Input data Block Start
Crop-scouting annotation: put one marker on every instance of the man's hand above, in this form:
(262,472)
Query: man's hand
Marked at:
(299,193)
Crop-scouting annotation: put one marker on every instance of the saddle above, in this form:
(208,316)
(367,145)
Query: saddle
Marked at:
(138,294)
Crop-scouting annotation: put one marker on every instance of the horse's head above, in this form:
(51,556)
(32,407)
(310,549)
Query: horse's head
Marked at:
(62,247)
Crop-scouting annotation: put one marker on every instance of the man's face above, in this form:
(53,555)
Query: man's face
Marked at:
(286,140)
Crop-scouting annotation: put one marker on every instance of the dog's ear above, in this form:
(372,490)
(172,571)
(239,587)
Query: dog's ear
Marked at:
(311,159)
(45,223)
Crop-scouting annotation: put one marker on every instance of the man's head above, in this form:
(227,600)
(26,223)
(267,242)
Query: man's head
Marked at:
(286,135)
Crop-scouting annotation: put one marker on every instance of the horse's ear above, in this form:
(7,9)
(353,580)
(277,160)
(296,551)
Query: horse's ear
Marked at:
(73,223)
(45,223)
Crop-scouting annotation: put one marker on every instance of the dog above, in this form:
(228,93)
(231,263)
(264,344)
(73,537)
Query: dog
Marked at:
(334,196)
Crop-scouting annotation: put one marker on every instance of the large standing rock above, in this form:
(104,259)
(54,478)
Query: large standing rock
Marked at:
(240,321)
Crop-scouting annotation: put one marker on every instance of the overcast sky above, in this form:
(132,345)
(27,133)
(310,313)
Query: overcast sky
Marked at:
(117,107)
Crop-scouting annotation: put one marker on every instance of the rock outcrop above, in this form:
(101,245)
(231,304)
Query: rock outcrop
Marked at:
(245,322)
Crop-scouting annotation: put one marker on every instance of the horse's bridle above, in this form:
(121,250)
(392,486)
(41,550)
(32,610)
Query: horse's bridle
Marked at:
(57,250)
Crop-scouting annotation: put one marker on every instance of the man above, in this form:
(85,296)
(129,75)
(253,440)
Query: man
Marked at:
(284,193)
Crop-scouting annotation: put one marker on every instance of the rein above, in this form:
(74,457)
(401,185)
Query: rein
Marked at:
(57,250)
Input data Block End
= What you will do =
In the entries above, find each line that includes the string "rock" and copy it.

= Output for this exercise =
Crop-scouting annotation: put one marker on every instance of the large standing rock above, in this form:
Query: large standing rock
Crop-scouting annotation: put one marker on every instance of the rock outcrop above, in this form:
Query: rock outcrop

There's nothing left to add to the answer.